Edit the rows below by replacing "Please inspect" with "Please examine" wherever it occurs, leaving everything else unchanged.

····················

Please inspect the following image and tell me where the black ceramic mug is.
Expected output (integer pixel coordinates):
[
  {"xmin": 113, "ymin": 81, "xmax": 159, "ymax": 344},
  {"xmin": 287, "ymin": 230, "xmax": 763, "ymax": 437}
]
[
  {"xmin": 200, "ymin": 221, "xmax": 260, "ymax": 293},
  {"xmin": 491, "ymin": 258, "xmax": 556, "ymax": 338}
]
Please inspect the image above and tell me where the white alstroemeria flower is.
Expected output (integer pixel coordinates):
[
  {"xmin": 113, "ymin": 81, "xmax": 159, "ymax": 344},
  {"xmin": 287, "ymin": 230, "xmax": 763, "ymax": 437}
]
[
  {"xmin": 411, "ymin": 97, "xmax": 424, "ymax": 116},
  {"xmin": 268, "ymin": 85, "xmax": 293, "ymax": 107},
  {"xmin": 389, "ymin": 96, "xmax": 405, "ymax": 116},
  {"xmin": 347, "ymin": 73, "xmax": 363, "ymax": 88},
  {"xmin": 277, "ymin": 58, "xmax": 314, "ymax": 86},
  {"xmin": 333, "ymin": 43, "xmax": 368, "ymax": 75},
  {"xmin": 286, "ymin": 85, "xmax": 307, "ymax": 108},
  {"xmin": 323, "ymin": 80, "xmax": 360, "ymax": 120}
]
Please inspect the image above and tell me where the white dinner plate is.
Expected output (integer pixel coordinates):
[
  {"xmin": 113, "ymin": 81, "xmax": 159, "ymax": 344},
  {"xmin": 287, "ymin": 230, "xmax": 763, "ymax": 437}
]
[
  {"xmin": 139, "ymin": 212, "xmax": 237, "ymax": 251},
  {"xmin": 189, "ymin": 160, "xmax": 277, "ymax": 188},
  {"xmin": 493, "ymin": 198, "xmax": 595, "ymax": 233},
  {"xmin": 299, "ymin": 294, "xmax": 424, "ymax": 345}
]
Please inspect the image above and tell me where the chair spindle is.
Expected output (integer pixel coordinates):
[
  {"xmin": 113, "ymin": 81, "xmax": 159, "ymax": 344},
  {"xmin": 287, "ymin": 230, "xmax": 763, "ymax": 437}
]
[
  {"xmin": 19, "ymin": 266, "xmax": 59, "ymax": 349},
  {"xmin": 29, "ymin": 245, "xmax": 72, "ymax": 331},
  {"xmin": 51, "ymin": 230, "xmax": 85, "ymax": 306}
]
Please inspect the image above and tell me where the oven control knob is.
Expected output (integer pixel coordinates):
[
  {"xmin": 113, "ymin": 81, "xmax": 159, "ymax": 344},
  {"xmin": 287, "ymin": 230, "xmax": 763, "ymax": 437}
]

····················

**Solution to this problem**.
Please examine the following image and tell me where the black ceramic mug is.
Expected output (integer pixel coordinates):
[
  {"xmin": 113, "ymin": 81, "xmax": 159, "ymax": 344},
  {"xmin": 287, "ymin": 230, "xmax": 763, "ymax": 437}
]
[
  {"xmin": 200, "ymin": 221, "xmax": 260, "ymax": 293},
  {"xmin": 491, "ymin": 258, "xmax": 556, "ymax": 338}
]
Please examine the image above and tell me where the white alstroemeria flower is.
Expected output (integer pixel coordinates):
[
  {"xmin": 113, "ymin": 81, "xmax": 159, "ymax": 344},
  {"xmin": 287, "ymin": 230, "xmax": 763, "ymax": 437}
]
[
  {"xmin": 411, "ymin": 97, "xmax": 424, "ymax": 116},
  {"xmin": 268, "ymin": 85, "xmax": 293, "ymax": 107},
  {"xmin": 389, "ymin": 96, "xmax": 405, "ymax": 116},
  {"xmin": 347, "ymin": 73, "xmax": 363, "ymax": 88},
  {"xmin": 277, "ymin": 58, "xmax": 314, "ymax": 86},
  {"xmin": 333, "ymin": 43, "xmax": 368, "ymax": 75},
  {"xmin": 286, "ymin": 85, "xmax": 307, "ymax": 108},
  {"xmin": 323, "ymin": 80, "xmax": 360, "ymax": 120}
]
Please examine the image above and tell me where the white dinner plate is.
Expected output (integer pixel coordinates):
[
  {"xmin": 113, "ymin": 81, "xmax": 159, "ymax": 344},
  {"xmin": 287, "ymin": 230, "xmax": 763, "ymax": 437}
]
[
  {"xmin": 139, "ymin": 212, "xmax": 237, "ymax": 251},
  {"xmin": 189, "ymin": 160, "xmax": 277, "ymax": 188},
  {"xmin": 493, "ymin": 198, "xmax": 595, "ymax": 233},
  {"xmin": 299, "ymin": 294, "xmax": 424, "ymax": 345}
]
Please examine the image above and tell me where the chair spindle is.
Expected output (integer pixel coordinates):
[
  {"xmin": 113, "ymin": 81, "xmax": 159, "ymax": 344},
  {"xmin": 287, "ymin": 230, "xmax": 763, "ymax": 437}
]
[
  {"xmin": 19, "ymin": 266, "xmax": 59, "ymax": 349},
  {"xmin": 29, "ymin": 245, "xmax": 72, "ymax": 331},
  {"xmin": 51, "ymin": 230, "xmax": 85, "ymax": 306}
]
Please examine the image above and tell me where the oven control knob is.
Expected output (integer pixel coordinates):
[
  {"xmin": 113, "ymin": 81, "xmax": 159, "ymax": 344},
  {"xmin": 287, "ymin": 230, "xmax": 763, "ymax": 437}
]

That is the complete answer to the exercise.